## Exercise set
1. Reproduce, word for word, the passage of the regular expression reference that opens with the words containing "Regular Expression Reference" and closes with "character field constraint.".
2. According to the regular expression reference, what must be placed before a reserved character so that it is automatically assigned to a field?
3. The regular expression reference gives a phone number expression in which the dash is not escaped with a backslash. Why does the dash need no backslash?

Regular Expression Reference

The following reference describes the parts of a regular expression that can be combined to form a character field constraint.

When specifying constraints, you may want certain characters to be automatically assigned to a field, which can be done by typing the characters where you want them to appear in the field. The exceptions are characters that have been reserved for use by regular expressions. A list of these characters can be viewed from the Symbol column of the table below. Reserved characters can be automatically assigned to a field by placing a backslash prior to the reserved character. For example, if your organization decides that phone numbers should be specified as (310) 555-1212, you would specify the following expression:  \(\d\d\d\) \d\d\d-\d\d\d\d. Notice that the parentheses have been escaped with a backslash, while the dash has not been. Both parentheses and dashes are reserved characters. However, dashes can never be used without brackets, therefore they are treated as a regular character and do not require a backslash. Assigning this constraint to a field will create visual indicators as to how field data should be formatted. In the example stated above, blank fields will look like "(   )    -    ." As you can tell, users will not need to type the parentheses or the dash when specifying a phone number. These symbols are automatically shown to indicate what the format of a phone number should look like.

## Information provided
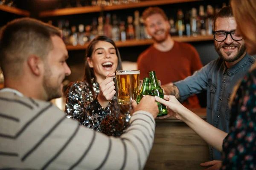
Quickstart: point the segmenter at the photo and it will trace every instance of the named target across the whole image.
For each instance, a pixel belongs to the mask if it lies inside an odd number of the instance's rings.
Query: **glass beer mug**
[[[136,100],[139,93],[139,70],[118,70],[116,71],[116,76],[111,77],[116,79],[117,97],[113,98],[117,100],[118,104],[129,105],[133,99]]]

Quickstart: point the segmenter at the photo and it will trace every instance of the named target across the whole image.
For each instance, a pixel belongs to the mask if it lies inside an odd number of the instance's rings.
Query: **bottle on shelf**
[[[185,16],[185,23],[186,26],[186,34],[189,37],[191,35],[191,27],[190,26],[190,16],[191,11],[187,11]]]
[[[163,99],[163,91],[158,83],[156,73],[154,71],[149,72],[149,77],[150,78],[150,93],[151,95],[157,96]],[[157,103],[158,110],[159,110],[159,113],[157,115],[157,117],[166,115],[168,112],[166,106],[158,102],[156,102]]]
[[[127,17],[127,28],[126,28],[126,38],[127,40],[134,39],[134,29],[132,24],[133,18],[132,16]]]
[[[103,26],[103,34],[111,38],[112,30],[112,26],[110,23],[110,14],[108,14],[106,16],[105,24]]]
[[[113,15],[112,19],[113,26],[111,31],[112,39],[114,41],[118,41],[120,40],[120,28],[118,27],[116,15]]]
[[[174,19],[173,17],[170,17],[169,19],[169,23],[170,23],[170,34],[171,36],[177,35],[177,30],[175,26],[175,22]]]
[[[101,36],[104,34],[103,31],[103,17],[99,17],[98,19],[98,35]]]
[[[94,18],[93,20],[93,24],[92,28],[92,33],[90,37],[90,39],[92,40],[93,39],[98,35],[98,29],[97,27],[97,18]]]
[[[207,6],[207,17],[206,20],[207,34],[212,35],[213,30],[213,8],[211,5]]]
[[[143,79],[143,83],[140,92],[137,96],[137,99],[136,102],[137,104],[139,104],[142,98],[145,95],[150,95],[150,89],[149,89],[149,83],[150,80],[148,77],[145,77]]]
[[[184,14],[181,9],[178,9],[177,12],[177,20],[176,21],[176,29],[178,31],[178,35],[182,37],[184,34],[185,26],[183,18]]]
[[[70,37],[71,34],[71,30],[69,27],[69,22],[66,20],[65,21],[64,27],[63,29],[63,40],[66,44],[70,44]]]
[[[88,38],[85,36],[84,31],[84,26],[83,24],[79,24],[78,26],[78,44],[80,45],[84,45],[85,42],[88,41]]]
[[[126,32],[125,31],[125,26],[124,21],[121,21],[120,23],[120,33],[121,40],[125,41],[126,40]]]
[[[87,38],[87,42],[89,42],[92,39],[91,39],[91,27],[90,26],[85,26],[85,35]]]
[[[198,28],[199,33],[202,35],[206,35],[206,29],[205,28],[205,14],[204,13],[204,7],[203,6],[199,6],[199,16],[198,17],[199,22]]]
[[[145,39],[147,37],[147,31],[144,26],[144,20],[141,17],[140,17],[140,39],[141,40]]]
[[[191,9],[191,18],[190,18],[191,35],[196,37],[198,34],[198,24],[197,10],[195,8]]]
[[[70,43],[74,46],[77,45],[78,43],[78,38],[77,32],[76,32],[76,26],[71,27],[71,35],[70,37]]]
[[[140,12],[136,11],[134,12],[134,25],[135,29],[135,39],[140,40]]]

## Exercise results
1.
Regular Expression Reference

The following reference describes the parts of a regular expression that can be combined to form a character field constraint.

2. A backslash.

3. A dash is a reserved character, but it can never be used without brackets. Outside brackets it is therefore treated as a regular character, so no backslash is required.